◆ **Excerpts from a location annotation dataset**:
────────────────────────────────────────
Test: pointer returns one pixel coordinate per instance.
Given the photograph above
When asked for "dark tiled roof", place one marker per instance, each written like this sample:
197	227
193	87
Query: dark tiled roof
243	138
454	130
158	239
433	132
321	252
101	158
────────────────────────────────────────
◆ **Description of the task**: Print the data above verbatim, keeping every line and its order unchanged.

◆ **Solved problem**:
Test: pointer returns one pixel coordinate per instance.
Given the photograph above
When asked for "dark tiled roof", place one marker per instance, each written like this sample:
197	227
193	87
Query: dark tiled roof
243	138
454	130
158	239
433	132
321	252
101	158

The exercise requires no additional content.